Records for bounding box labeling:
════════════════════

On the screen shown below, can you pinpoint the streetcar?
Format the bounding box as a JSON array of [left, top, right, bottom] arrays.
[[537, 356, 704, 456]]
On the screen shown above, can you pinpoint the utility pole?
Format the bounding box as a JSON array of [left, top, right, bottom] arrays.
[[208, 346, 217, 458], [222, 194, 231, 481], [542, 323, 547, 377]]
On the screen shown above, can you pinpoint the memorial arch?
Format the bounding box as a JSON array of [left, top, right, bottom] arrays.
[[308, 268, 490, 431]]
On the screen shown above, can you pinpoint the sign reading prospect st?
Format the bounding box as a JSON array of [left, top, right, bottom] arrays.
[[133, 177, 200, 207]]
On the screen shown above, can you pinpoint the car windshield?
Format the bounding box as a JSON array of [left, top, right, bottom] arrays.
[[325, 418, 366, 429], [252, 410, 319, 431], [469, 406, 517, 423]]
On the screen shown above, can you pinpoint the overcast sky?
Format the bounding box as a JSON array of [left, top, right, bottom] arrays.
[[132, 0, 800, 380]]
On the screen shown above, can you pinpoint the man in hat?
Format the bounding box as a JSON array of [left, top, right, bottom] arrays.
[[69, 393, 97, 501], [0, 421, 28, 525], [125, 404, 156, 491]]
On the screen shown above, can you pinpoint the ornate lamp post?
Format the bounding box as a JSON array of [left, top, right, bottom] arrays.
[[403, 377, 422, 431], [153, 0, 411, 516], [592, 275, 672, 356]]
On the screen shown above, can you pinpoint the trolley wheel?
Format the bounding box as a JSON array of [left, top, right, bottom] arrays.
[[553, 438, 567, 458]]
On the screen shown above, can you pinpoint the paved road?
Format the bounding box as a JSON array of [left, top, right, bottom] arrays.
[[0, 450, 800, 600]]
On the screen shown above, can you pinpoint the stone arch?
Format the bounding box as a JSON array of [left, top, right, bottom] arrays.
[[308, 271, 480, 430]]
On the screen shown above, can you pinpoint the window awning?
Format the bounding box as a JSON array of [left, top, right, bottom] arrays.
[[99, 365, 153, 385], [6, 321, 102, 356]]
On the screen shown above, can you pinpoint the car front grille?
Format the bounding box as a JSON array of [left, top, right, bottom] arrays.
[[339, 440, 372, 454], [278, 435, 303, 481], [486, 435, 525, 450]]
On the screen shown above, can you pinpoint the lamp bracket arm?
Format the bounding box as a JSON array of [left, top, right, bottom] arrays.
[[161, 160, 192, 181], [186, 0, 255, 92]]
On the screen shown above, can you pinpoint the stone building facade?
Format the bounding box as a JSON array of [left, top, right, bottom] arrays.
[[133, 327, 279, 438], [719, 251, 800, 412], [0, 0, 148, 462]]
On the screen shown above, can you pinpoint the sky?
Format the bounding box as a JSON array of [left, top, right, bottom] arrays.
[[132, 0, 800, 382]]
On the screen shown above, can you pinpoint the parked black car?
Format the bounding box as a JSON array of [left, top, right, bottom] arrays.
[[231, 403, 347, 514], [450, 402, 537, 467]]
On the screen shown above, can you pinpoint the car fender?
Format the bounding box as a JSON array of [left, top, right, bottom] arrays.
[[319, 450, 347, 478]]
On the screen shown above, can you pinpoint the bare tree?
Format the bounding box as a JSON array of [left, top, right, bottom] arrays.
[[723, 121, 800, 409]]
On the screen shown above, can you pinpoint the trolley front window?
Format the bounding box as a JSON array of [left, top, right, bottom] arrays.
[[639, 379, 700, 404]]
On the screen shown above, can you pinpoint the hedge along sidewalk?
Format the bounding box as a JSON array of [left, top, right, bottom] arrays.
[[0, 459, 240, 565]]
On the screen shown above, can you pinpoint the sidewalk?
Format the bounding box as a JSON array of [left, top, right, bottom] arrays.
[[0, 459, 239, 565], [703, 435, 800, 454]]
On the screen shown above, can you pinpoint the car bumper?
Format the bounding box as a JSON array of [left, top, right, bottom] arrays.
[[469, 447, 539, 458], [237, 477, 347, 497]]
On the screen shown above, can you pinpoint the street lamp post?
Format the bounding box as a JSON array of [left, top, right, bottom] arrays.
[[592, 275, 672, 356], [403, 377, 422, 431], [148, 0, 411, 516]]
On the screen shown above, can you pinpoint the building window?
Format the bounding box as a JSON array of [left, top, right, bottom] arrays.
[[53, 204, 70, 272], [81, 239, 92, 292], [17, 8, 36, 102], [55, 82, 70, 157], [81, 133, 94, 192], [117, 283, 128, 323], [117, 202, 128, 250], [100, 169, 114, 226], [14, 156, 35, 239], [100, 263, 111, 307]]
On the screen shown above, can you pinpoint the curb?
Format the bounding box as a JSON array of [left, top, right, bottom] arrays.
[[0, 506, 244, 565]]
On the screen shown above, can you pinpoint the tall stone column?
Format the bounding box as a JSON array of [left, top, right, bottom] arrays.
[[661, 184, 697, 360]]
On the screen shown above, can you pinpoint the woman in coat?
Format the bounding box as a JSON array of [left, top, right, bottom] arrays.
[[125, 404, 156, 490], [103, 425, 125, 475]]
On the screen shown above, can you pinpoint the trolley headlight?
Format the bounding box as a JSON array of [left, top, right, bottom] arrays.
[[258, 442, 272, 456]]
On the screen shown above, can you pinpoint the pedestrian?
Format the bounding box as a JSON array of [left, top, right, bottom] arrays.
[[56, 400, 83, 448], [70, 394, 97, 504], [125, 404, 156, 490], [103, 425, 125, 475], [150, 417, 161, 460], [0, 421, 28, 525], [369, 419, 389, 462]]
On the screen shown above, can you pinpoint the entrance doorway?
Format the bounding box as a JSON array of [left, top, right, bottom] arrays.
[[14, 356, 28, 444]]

════════════════════

• _Objective_
Reproduce every record above word for word, keeping each line unchanged and in its original order.

• _Task answer_
On the screen shown below, can you pinpoint the streetcar?
Format the bounding box as a JSON array of [left, top, right, bottom] arrays.
[[537, 356, 704, 456]]
On the screen shown above, can you pinpoint the utility pole?
Format the bounding box as a JSON array of [left, top, right, bottom] arrays.
[[208, 346, 217, 458], [222, 194, 231, 481], [542, 323, 547, 377]]
On the screen shown above, can you pinpoint the memorial arch?
Format the bounding box as a JSON array of [left, top, right, bottom] arrays.
[[308, 268, 490, 431]]
On the screen shown above, can you pinpoint the sign reading prospect st?
Format the bounding box as a JSON array of [left, top, right, bottom] arrays.
[[133, 177, 200, 207]]
On the screen shown above, can you pinpoint the car windshield?
Format the bounding box as a JSON array of [left, top, right, bottom] arrays.
[[325, 418, 366, 429], [252, 410, 319, 431], [469, 406, 517, 423]]
On the screen shown above, can you pinpoint the overcast sky?
Format the bounding box as a JSON array of [left, top, right, bottom] arrays.
[[132, 0, 800, 380]]
On the screen shown above, can you pinpoint the man in hat?
Format the bounding box as a JSON array of [left, top, right, bottom] arrays.
[[69, 393, 97, 501], [0, 421, 28, 525], [125, 404, 156, 491]]
On the screen shown above, can you pinpoint the ornate lamp post?
Format the bounding box as a JSON array of [left, top, right, bottom] arrays.
[[403, 377, 422, 431], [153, 0, 411, 516], [592, 275, 672, 356]]
On the screen shown above, can you pinpoint the trolley wheel?
Format the bounding box as a JSON array of [left, top, right, bottom] arrays.
[[553, 438, 567, 458]]
On the screen shown above, can you pinpoint the paved road?
Format the bounding box as a JSON array of [left, top, right, bottom] arrays.
[[0, 450, 800, 600]]
On the screen shown above, can you pinpoint the stone arch?
Format the bounding box as a JSON array of [left, top, right, bottom] arrays.
[[308, 271, 480, 430]]
On the screen shown above, can you pinpoint the window awning?
Format the bounding box as a JSON array of [left, top, right, bottom] arrays.
[[99, 365, 153, 385], [6, 321, 102, 356]]
On the screen shown above, can you pinpoint the car front grille?
Format the bounding box as a JSON array of [left, top, right, bottom] arrays.
[[339, 440, 372, 454], [278, 435, 303, 481], [486, 435, 525, 450]]
On the screen shown above, can you pinpoint the lamp bracket arm?
Format the bounding box as a JSON array of [left, top, right, bottom] arrays.
[[161, 160, 192, 181], [186, 0, 255, 92]]
On the screen shown above, can you pinpoint the stone building facade?
Format the bounding box as a JSON array of [left, top, right, bottom] arrays.
[[133, 327, 279, 438], [719, 251, 800, 412], [0, 0, 148, 462]]
On the screen shown above, can you pinpoint the sky?
Format the bounding box as a JSON array of [left, top, right, bottom] arrays.
[[132, 0, 800, 382]]
On the screen shown above, can you pinpoint the parked black car?
Format the bounding box as a JSON array of [left, top, right, bottom] arrays.
[[231, 403, 347, 514], [450, 402, 537, 467]]
On the screen shown above, can you pinpoint the car fender?
Format the bounding box as a JSON array of [left, top, right, bottom] arrays.
[[319, 450, 347, 478]]
On the screen shown above, can you pinpoint the bare tree?
Format the bounding box as a JSON array of [left, top, right, bottom] arrays.
[[723, 121, 800, 409]]
On the screen shown above, can you pinpoint the trolley front window?
Format the bounding box as a JSON array of [left, top, right, bottom] arrays.
[[639, 379, 700, 404]]
On the screen shown above, can you pinpoint the hedge along sidewalk?
Format the bounding box as a JSON array of [left, top, right, bottom] arrays.
[[0, 459, 240, 565]]
On the screen shown above, can you pinpoint the sidewalk?
Format the bounding box as a JSON array of [left, top, right, bottom] arrays.
[[0, 459, 239, 565], [703, 435, 800, 454]]
On the screen shown above, can you pinpoint the car bumper?
Format the bounding box as a JSON array of [left, top, right, bottom] arrays.
[[469, 447, 539, 458], [237, 477, 347, 497]]
On the screen shown above, can you pinpoint the street lamp post?
Format the bounding box as a JSON array of [left, top, right, bottom] arrays.
[[592, 275, 672, 356], [403, 377, 422, 431], [148, 0, 411, 516]]
On the screen shown above, can you pinpoint the building window?
Format the bounding box as a JSON array of [left, top, right, bottom] arrays.
[[53, 204, 70, 272], [81, 239, 92, 292], [17, 8, 36, 102], [55, 82, 70, 157], [81, 133, 94, 192], [117, 283, 128, 323], [117, 202, 128, 250], [100, 169, 114, 226], [14, 156, 35, 239], [100, 263, 111, 307]]
On the screen shown above, can you pinpoint the curb?
Format the bounding box as a JSON array of [left, top, right, bottom] arrays.
[[0, 506, 244, 565]]
On the screen shown above, can you pinpoint the tall stone column?
Format the bounding box as a JSON array of [left, top, right, bottom] arrays.
[[661, 184, 697, 360]]
On the screen shown above, can you pinpoint the woman in coat?
Format the bounding box as a JSON array of [left, top, right, bottom] arrays.
[[125, 404, 156, 490], [103, 425, 125, 475]]
On the screen shown above, can you pinpoint the trolley headlight?
Format the bounding box as a JSON array of [left, top, right, bottom] arrays.
[[258, 442, 272, 456]]
On the screen shown above, can you pinpoint the pedestrian?
Format the bounding box as a JSON array of [left, top, right, bottom] arrays.
[[56, 400, 83, 448], [70, 394, 97, 504], [125, 404, 156, 490], [103, 425, 125, 475], [150, 417, 161, 460], [0, 421, 28, 525], [369, 419, 389, 462]]
On the screen shown above, can you pinpoint the entrance doorway?
Format the bounding box as a JSON array of [left, top, right, bottom] arrays.
[[14, 356, 28, 444]]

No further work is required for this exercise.